Passage provided =>

* * *

Louis Jacob Breithaupt (3March 18556March 1939) was an Ontario manufacturer and politician. He represented Waterloo North in the Legislative Assembly of Ontario from 1899 to 1902 as a Liberal member.

Biography

Louis Jacob Breithaupt was born on 3 March 1855 in Buffalo, New York, the son of Catharine Hailer and Philip Ludwig "Louis" Breithaupt. Louis Jacob moved to Berlin, Ontario (later renamed Kitchener) with his family in 1857 and was mayor of Berlin himself from 1888 to 1889. In 1881, he married Emma Alvarene Devitt, the daughter of Benjamin Devitt, then mayor of Waterloo, Ontario. Breithaupt was manager of the Breithaupt Leather Company, president of the Berlin Gas Company and was also associated with other manufacturing businesses. He served as president of the Board of Trade in 1891.

* * *

Material provided =>
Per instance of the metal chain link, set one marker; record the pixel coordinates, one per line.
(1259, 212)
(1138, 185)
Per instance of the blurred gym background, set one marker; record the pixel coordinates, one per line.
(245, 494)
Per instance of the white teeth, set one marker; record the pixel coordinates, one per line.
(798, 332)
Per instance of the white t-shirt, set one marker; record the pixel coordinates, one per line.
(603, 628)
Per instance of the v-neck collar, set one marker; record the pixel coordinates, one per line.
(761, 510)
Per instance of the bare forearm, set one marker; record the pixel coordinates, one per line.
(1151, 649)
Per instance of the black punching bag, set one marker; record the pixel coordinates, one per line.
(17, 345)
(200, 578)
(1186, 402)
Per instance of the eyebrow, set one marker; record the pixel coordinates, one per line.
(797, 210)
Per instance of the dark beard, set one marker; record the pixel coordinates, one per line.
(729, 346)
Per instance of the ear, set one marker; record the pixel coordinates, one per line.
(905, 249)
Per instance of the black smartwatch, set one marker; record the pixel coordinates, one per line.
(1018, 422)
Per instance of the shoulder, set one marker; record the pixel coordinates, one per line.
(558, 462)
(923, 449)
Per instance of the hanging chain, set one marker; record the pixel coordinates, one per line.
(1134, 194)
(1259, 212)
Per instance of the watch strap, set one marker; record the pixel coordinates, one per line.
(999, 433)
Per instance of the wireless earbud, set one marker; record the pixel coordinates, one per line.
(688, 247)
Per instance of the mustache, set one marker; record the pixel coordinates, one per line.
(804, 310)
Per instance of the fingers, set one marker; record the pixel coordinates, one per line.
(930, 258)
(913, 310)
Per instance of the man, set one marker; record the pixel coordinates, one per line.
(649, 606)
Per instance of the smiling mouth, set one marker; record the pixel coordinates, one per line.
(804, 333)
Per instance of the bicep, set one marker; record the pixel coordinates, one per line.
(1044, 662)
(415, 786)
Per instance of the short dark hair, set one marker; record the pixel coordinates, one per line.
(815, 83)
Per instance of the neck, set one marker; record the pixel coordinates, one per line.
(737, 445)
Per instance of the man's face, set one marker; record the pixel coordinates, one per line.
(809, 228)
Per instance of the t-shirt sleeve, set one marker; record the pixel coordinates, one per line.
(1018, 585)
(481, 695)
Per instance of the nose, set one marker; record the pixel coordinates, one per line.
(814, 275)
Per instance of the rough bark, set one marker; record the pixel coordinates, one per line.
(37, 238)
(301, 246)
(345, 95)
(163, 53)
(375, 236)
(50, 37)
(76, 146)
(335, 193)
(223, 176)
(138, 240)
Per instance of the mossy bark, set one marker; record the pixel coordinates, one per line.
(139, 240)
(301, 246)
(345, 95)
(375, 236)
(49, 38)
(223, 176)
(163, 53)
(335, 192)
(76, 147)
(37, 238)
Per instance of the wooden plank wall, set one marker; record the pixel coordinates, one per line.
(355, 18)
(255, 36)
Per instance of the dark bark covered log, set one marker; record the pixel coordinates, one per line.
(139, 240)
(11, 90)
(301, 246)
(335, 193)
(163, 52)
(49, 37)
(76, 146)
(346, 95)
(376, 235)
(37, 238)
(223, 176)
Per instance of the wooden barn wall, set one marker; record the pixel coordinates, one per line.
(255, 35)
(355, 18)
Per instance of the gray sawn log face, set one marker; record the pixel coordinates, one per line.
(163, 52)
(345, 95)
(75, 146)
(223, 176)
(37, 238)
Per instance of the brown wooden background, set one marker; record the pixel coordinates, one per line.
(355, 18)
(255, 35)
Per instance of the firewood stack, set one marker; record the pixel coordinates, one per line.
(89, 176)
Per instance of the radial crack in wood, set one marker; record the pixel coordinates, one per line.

* * *

Exercise instructions =>
A: Say whether each statement agrees with the Breithaupt biography, answering yes or no and quoting the deciding words of the text.
(i) Breithaupt was born in Buffalo, New York.
(ii) He sat in the Legislative Assembly of Ontario as a Conservative member.
(iii) He was president of the Board of Trade in 1891.
B: Print the part of the Breithaupt biography starting at "Louis Jacob Breithaupt (3March" and ending at "Trade in 1891.".
C: Answer these questions from the Breithaupt biography.
(i) Which constituency did he represent in the Legislative Assembly of Ontario?
(ii) In what year did he move to Berlin, Ontario, with his family?
(iii) Whom did he marry in 1881?
The records aren't needed for any of this.

Responses by task =>
A:
(i) Yes: "born on 3 March 1855 in Buffalo, New York"
(ii) No: "as a Liberal member"
(iii) Yes: "He served as president of the Board of Trade in 1891."

B:
Louis Jacob Breithaupt (3March 18556March 1939) was an Ontario manufacturer and politician. He represented Waterloo North in the Legislative Assembly of Ontario from 1899 to 1902 as a Liberal member.

Biography

Louis Jacob Breithaupt was born on 3 March 1855 in Buffalo, New York, the son of Catharine Hailer and Philip Ludwig "Louis" Breithaupt. Louis Jacob moved to Berlin, Ontario (later renamed Kitchener) with his family in 1857 and was mayor of Berlin himself from 1888 to 1889. In 1881, he married Emma Alvarene Devitt, the daughter of Benjamin Devitt, then mayor of Waterloo, Ontario. Breithaupt was manager of the Breithaupt Leather Company, president of the Berlin Gas Company and was also associated with other manufacturing businesses. He served as president of the Board of Trade in 1891.

C:
(i) Waterloo North
(ii) 1857
(iii) Emma Alvarene Devitt